====== Page extract ======

Superficially, Unaccustomed Earth is fraught with the same assimilation hurdles—the frustrations of second–generation immigrant children attempting to conform to American or English culture against their parents' insistence on maintaining their homeland traditions. It's something Lahiri knows quite well, being raised in a Bengali home in Rhode Island. It's fitting, then, that the title of her new collection comes from Nathaniel Hawthorne's "The Custom–House"—his preface to The Scarlet Letter: "Human nature will not flourish, any more than a potato, if it be planted and replanted, for too long a series of generations, in the same worn–out soil. My children have had other birthplaces, and, so far as their fortunes may be within my control, shall strike their roots into unaccustomed earth."

What distinguishes Lahiri is her sensitivity both to story and language. The Bengali details are there, in fresh and vivid light, for those of us who are unfamiliar with the culture, but ultimately, it's the human universals—love, betrayal, rivalry, lust, dishonesty—and subsequent unfolding dramas that convince you you're under the spell of an observant and truthful narrator, one who will be bluntly and meticulously honest, to the point of not sparing her protagonists' fates.

There are eight stories in all. The three that conclude the book constitute a trilogy of sorts, linking two characters who meet as teens under dire circumstances, then again as love–struck adults. I would tell you which story was my favorite, but that would be like saying, "Do you want this chocolate or this chocolate?" when any one of them would do the trick. That said, "Unaccustomed Earth" is the most tender of them all. A widowed father travels to Seattle to visit his married daughter and family. What he doesn't know is that his daughter feels an annoyed obligation to invite him to live with them. What she doesn't know is that he's met someone and doesn't want to be bound by his daughter's limited and claustrophobic life. It's this plausible tension that heightens the anticipation of their interaction.

"Hell–Heaven" is narrated by a daughter who recalls the acrid tang of thwarted and unrequited love between her mother and a lonely Bengali bachelor. "A Choice of Accommodations" highlights a couple who travel to a quaint ski lodge in the mountains, ostensibly to attend an old friend's wedding but in reality to face the hidden demons in their marriage. "Only Goodness" tells of an older sister who introduces her younger brother to alcohol, to the Stones and the Doors, trying to be a cool sister–friend, but everything goes awry when his drinking devours his living. "Nobody's Business" is about a girl who moves into a shared apartment. When Paul, one of her housemates, discovers the truth about her boyfriend, he can't bring himself to tell her, and the situation deteriorates rapidly.

======

*Explore the material*.
A - According to the book review, how many stories does the collection contain?
B - Write out the part of the book review between "What distinguishes Lahiri" and "her protagonists' fates.", inclusive.

====== Dataset records ======

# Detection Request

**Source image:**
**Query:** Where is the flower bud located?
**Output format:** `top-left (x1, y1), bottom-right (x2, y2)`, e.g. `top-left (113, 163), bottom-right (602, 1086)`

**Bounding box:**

======
====== Dataset records ======

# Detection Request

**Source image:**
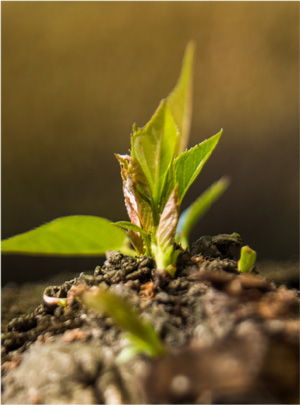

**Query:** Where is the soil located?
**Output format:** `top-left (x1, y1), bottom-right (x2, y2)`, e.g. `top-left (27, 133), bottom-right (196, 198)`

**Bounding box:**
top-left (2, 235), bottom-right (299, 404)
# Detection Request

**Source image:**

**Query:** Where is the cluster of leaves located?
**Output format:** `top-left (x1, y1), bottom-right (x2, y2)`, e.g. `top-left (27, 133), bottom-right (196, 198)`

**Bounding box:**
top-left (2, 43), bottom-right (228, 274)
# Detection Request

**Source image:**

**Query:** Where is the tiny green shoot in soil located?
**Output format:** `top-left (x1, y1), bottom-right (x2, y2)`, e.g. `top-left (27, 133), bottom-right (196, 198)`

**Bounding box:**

======

*Task-by-task solutions*.
A - Eight.

B -
What distinguishes Lahiri is her sensitivity both to story and language. The Bengali details are there, in fresh and vivid light, for those of us who are unfamiliar with the culture, but ultimately, it's the human universals—love, betrayal, rivalry, lust, dishonesty—and subsequent unfolding dramas that convince you you're under the spell of an observant and truthful narrator, one who will be bluntly and meticulously honest, to the point of not sparing her protagonists' fates.